> [Exercise prompt]
Lines with the word "leaf" are the ones wanted. Copy each of them from the entries below.

> [Referring expression pointing data]
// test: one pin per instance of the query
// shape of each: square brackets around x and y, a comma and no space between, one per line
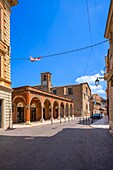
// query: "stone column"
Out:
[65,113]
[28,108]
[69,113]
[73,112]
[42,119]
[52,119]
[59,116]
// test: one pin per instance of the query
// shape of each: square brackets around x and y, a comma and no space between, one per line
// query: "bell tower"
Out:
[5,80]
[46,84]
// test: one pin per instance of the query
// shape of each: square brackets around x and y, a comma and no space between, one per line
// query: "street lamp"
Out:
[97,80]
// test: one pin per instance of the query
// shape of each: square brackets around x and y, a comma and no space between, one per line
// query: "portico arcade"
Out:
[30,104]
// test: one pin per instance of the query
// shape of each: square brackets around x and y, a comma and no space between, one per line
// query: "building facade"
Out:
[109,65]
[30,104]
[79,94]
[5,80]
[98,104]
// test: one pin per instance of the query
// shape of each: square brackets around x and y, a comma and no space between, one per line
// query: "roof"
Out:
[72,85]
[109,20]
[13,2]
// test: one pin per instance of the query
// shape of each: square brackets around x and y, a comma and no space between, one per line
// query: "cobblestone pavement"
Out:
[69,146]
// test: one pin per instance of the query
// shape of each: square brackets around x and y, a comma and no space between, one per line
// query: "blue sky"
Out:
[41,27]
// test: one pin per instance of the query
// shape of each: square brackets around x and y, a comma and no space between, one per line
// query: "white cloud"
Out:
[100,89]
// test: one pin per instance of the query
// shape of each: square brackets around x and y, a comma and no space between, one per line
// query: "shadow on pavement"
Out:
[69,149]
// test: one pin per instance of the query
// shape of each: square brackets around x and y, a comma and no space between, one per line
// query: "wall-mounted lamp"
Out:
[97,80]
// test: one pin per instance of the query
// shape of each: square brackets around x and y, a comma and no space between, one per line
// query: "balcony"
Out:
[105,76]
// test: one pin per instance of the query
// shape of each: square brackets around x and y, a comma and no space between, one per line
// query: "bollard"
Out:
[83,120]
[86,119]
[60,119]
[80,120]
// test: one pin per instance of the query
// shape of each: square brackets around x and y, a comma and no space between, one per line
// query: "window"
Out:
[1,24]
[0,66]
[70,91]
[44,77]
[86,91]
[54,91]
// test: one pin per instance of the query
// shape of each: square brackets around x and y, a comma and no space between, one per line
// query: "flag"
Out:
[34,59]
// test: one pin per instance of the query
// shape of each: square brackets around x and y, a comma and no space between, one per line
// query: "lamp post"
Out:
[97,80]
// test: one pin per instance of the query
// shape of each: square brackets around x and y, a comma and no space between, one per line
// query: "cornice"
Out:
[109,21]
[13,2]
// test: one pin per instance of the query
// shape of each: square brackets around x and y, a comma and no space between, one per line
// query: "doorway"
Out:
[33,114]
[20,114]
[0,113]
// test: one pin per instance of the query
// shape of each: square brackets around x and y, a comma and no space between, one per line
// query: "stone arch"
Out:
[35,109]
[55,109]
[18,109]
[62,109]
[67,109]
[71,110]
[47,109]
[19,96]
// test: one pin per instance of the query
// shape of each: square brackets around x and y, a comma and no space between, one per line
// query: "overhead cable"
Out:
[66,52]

==

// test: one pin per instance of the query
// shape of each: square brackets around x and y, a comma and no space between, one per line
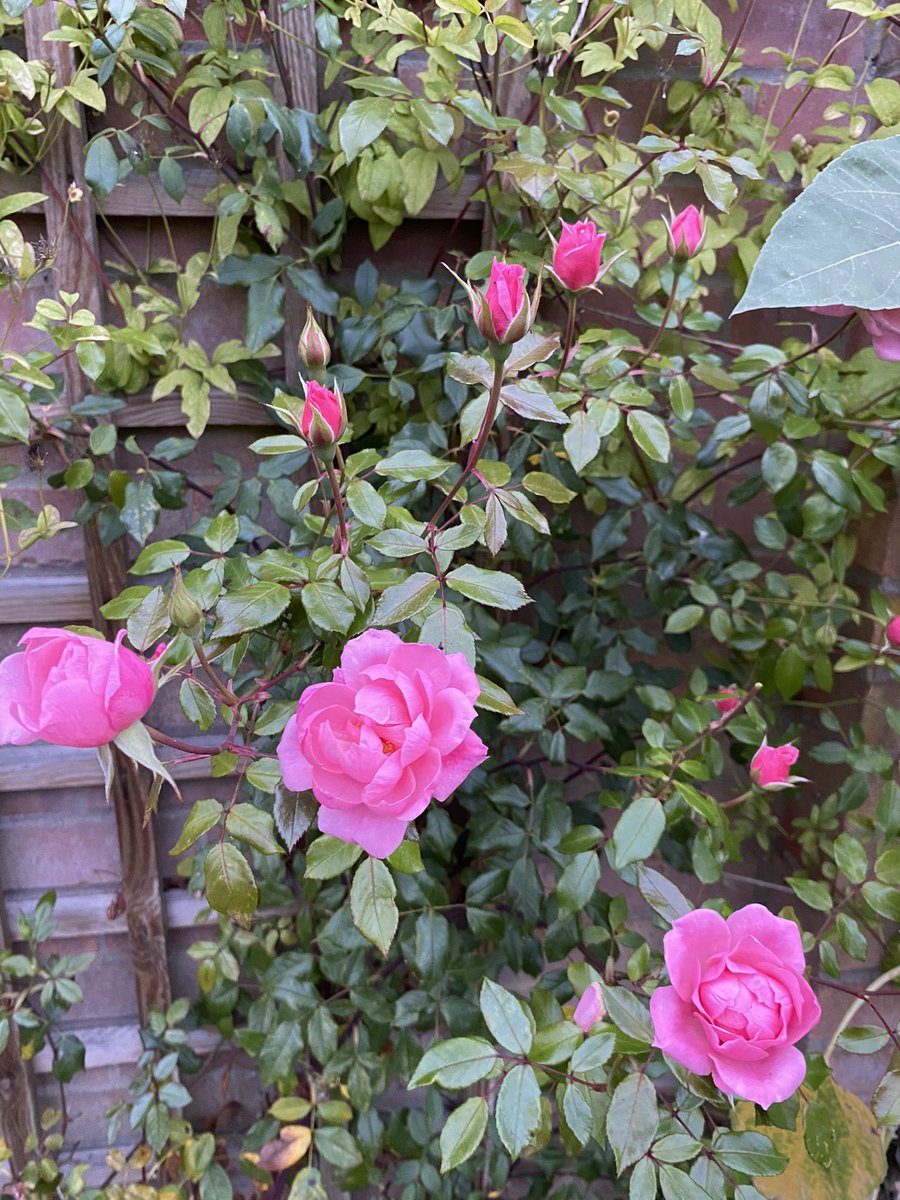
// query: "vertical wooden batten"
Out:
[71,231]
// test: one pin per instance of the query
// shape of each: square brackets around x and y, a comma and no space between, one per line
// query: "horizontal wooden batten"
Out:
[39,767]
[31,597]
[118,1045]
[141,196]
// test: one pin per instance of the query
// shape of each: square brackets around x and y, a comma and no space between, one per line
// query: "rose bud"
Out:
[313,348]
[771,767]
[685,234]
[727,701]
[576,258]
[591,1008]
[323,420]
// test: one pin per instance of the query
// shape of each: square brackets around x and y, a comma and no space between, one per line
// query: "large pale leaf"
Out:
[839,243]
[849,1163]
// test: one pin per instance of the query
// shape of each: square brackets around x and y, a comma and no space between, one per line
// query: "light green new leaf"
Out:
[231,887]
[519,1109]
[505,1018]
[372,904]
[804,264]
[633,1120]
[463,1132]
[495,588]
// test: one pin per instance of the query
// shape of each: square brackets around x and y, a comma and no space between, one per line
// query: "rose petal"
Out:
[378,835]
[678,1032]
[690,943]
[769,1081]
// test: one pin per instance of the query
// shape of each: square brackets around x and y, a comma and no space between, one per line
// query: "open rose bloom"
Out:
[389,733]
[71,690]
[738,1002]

---

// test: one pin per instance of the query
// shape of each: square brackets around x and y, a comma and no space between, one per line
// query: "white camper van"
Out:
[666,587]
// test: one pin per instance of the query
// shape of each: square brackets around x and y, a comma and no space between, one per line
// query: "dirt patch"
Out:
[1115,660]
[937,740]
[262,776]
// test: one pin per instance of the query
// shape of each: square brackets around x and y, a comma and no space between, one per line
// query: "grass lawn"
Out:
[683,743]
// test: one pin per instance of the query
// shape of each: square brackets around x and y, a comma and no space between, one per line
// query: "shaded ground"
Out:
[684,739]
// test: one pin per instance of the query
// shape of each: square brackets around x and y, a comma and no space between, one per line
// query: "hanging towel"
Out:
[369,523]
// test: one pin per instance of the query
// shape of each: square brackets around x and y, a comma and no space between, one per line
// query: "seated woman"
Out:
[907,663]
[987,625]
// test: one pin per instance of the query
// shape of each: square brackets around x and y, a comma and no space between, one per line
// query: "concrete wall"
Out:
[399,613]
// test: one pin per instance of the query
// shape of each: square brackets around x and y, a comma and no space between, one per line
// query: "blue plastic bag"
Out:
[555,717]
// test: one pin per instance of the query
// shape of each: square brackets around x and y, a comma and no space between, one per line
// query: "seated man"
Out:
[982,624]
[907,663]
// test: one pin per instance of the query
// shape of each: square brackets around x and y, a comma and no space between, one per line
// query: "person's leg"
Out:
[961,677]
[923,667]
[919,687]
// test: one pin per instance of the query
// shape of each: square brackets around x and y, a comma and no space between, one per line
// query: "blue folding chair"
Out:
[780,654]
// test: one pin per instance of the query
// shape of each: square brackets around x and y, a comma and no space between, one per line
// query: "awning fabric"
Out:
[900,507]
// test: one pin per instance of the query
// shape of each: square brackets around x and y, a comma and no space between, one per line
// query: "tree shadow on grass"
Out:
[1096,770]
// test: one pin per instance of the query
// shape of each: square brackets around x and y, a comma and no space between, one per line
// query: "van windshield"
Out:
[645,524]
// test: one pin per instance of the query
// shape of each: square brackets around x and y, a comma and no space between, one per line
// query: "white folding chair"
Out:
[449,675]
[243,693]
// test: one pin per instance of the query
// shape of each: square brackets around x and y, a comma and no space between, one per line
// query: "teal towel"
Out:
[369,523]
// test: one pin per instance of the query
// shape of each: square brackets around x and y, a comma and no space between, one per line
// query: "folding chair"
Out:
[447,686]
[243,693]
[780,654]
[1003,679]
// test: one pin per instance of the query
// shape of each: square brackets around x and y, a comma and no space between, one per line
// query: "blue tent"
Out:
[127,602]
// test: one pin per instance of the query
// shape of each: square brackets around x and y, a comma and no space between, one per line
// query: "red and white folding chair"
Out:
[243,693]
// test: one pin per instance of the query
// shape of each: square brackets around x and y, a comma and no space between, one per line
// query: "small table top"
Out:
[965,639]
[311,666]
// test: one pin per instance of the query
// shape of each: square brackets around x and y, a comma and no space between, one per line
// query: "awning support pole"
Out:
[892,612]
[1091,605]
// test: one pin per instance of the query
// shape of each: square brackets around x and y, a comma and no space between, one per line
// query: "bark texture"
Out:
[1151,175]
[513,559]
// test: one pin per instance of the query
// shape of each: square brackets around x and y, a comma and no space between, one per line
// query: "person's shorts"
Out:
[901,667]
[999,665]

> [Answer box]
// query: "large pale leaf"
// query: "light green new leaf"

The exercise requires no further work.